- [Action item]:
Omitting every picture, output the records below exactly, please.

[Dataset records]
#####

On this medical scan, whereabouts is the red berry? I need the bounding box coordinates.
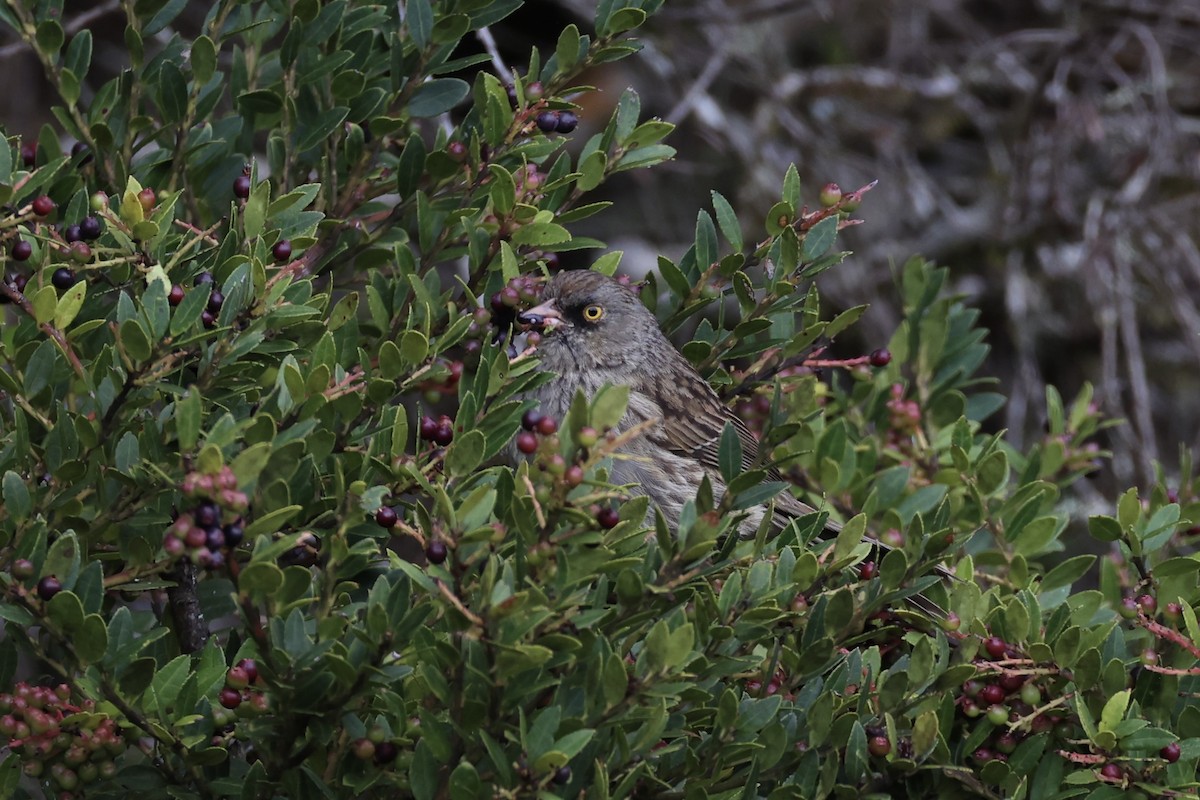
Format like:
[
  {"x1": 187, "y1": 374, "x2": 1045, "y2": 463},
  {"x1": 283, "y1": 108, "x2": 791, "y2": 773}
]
[
  {"x1": 233, "y1": 175, "x2": 252, "y2": 199},
  {"x1": 564, "y1": 465, "x2": 584, "y2": 486},
  {"x1": 137, "y1": 187, "x2": 157, "y2": 213},
  {"x1": 596, "y1": 508, "x2": 620, "y2": 529},
  {"x1": 819, "y1": 183, "x2": 843, "y2": 207},
  {"x1": 979, "y1": 684, "x2": 1006, "y2": 705},
  {"x1": 516, "y1": 431, "x2": 538, "y2": 454},
  {"x1": 983, "y1": 636, "x2": 1007, "y2": 659},
  {"x1": 858, "y1": 561, "x2": 877, "y2": 580},
  {"x1": 272, "y1": 239, "x2": 292, "y2": 262},
  {"x1": 31, "y1": 196, "x2": 55, "y2": 216},
  {"x1": 521, "y1": 410, "x2": 543, "y2": 431},
  {"x1": 419, "y1": 415, "x2": 438, "y2": 441},
  {"x1": 869, "y1": 348, "x2": 892, "y2": 368},
  {"x1": 168, "y1": 284, "x2": 185, "y2": 306},
  {"x1": 1161, "y1": 742, "x2": 1181, "y2": 763},
  {"x1": 225, "y1": 666, "x2": 250, "y2": 689},
  {"x1": 999, "y1": 673, "x2": 1025, "y2": 692},
  {"x1": 536, "y1": 416, "x2": 558, "y2": 436},
  {"x1": 425, "y1": 541, "x2": 448, "y2": 564},
  {"x1": 1136, "y1": 594, "x2": 1157, "y2": 615},
  {"x1": 1099, "y1": 763, "x2": 1122, "y2": 781},
  {"x1": 218, "y1": 688, "x2": 242, "y2": 709},
  {"x1": 20, "y1": 142, "x2": 35, "y2": 167},
  {"x1": 446, "y1": 141, "x2": 467, "y2": 162},
  {"x1": 995, "y1": 732, "x2": 1019, "y2": 754},
  {"x1": 37, "y1": 576, "x2": 62, "y2": 601},
  {"x1": 939, "y1": 612, "x2": 961, "y2": 632},
  {"x1": 867, "y1": 735, "x2": 891, "y2": 757},
  {"x1": 353, "y1": 738, "x2": 376, "y2": 761},
  {"x1": 375, "y1": 506, "x2": 398, "y2": 528},
  {"x1": 11, "y1": 240, "x2": 32, "y2": 261},
  {"x1": 236, "y1": 659, "x2": 259, "y2": 683}
]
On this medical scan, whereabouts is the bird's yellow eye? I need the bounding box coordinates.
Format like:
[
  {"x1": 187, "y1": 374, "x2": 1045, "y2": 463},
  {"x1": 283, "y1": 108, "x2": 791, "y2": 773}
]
[{"x1": 582, "y1": 304, "x2": 604, "y2": 322}]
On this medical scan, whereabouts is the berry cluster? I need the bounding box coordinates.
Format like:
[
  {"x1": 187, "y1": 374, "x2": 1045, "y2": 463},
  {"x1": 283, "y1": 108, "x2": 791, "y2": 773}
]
[
  {"x1": 418, "y1": 414, "x2": 455, "y2": 446},
  {"x1": 191, "y1": 271, "x2": 226, "y2": 328},
  {"x1": 351, "y1": 726, "x2": 400, "y2": 767},
  {"x1": 215, "y1": 658, "x2": 268, "y2": 716},
  {"x1": 535, "y1": 110, "x2": 579, "y2": 134},
  {"x1": 164, "y1": 466, "x2": 249, "y2": 568},
  {"x1": 744, "y1": 666, "x2": 795, "y2": 702},
  {"x1": 418, "y1": 358, "x2": 464, "y2": 405},
  {"x1": 0, "y1": 682, "x2": 123, "y2": 796},
  {"x1": 515, "y1": 410, "x2": 619, "y2": 529}
]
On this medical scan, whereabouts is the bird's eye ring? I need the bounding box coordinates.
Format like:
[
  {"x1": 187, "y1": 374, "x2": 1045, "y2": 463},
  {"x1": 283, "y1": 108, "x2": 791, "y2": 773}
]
[{"x1": 582, "y1": 304, "x2": 604, "y2": 322}]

#####

- [Response to the task]:
On this medical scan, whereabouts is the red berry? I need the bounding box coordinates.
Format like:
[
  {"x1": 187, "y1": 374, "x2": 1045, "y2": 463},
  {"x1": 283, "y1": 108, "x2": 791, "y2": 773}
]
[
  {"x1": 233, "y1": 175, "x2": 252, "y2": 199},
  {"x1": 564, "y1": 465, "x2": 584, "y2": 486},
  {"x1": 137, "y1": 187, "x2": 157, "y2": 213},
  {"x1": 596, "y1": 508, "x2": 620, "y2": 529},
  {"x1": 819, "y1": 183, "x2": 843, "y2": 207},
  {"x1": 979, "y1": 684, "x2": 1006, "y2": 705},
  {"x1": 516, "y1": 431, "x2": 538, "y2": 454},
  {"x1": 983, "y1": 636, "x2": 1007, "y2": 659},
  {"x1": 858, "y1": 561, "x2": 877, "y2": 580},
  {"x1": 272, "y1": 239, "x2": 292, "y2": 262},
  {"x1": 31, "y1": 196, "x2": 55, "y2": 216},
  {"x1": 521, "y1": 410, "x2": 543, "y2": 431},
  {"x1": 419, "y1": 415, "x2": 438, "y2": 441},
  {"x1": 869, "y1": 348, "x2": 892, "y2": 368},
  {"x1": 168, "y1": 284, "x2": 185, "y2": 306},
  {"x1": 1161, "y1": 742, "x2": 1181, "y2": 763},
  {"x1": 225, "y1": 666, "x2": 250, "y2": 689},
  {"x1": 999, "y1": 673, "x2": 1025, "y2": 692},
  {"x1": 536, "y1": 416, "x2": 558, "y2": 436},
  {"x1": 425, "y1": 541, "x2": 448, "y2": 564},
  {"x1": 1136, "y1": 594, "x2": 1157, "y2": 615},
  {"x1": 1099, "y1": 763, "x2": 1122, "y2": 781},
  {"x1": 218, "y1": 688, "x2": 242, "y2": 709},
  {"x1": 20, "y1": 142, "x2": 35, "y2": 167},
  {"x1": 446, "y1": 141, "x2": 467, "y2": 162},
  {"x1": 995, "y1": 732, "x2": 1019, "y2": 754},
  {"x1": 37, "y1": 576, "x2": 62, "y2": 601},
  {"x1": 939, "y1": 612, "x2": 961, "y2": 632},
  {"x1": 867, "y1": 735, "x2": 891, "y2": 757},
  {"x1": 353, "y1": 738, "x2": 376, "y2": 761},
  {"x1": 375, "y1": 506, "x2": 398, "y2": 528},
  {"x1": 11, "y1": 240, "x2": 32, "y2": 261},
  {"x1": 236, "y1": 659, "x2": 259, "y2": 683}
]
On this medical scan, whereabouts is the bird's yellow eye? I need the bounding box coordinates.
Format like:
[
  {"x1": 187, "y1": 374, "x2": 1045, "y2": 463},
  {"x1": 283, "y1": 108, "x2": 791, "y2": 773}
]
[{"x1": 582, "y1": 304, "x2": 604, "y2": 322}]
On this medical scan, whereabouts is the berry cluster? I need the bounding box coordinates.
Format like:
[
  {"x1": 187, "y1": 374, "x2": 1045, "y2": 463},
  {"x1": 283, "y1": 108, "x2": 791, "y2": 773}
]
[
  {"x1": 418, "y1": 414, "x2": 455, "y2": 446},
  {"x1": 191, "y1": 271, "x2": 226, "y2": 328},
  {"x1": 351, "y1": 726, "x2": 400, "y2": 767},
  {"x1": 215, "y1": 658, "x2": 268, "y2": 716},
  {"x1": 535, "y1": 110, "x2": 579, "y2": 134},
  {"x1": 164, "y1": 466, "x2": 249, "y2": 568},
  {"x1": 744, "y1": 666, "x2": 795, "y2": 702},
  {"x1": 418, "y1": 358, "x2": 464, "y2": 405},
  {"x1": 0, "y1": 682, "x2": 123, "y2": 796},
  {"x1": 515, "y1": 410, "x2": 619, "y2": 529}
]
On this medical scan, whereabouts is the bird's eye ring? I need the bounding box coordinates.
Format like:
[
  {"x1": 187, "y1": 374, "x2": 1045, "y2": 463},
  {"x1": 283, "y1": 108, "x2": 791, "y2": 773}
]
[{"x1": 582, "y1": 304, "x2": 604, "y2": 322}]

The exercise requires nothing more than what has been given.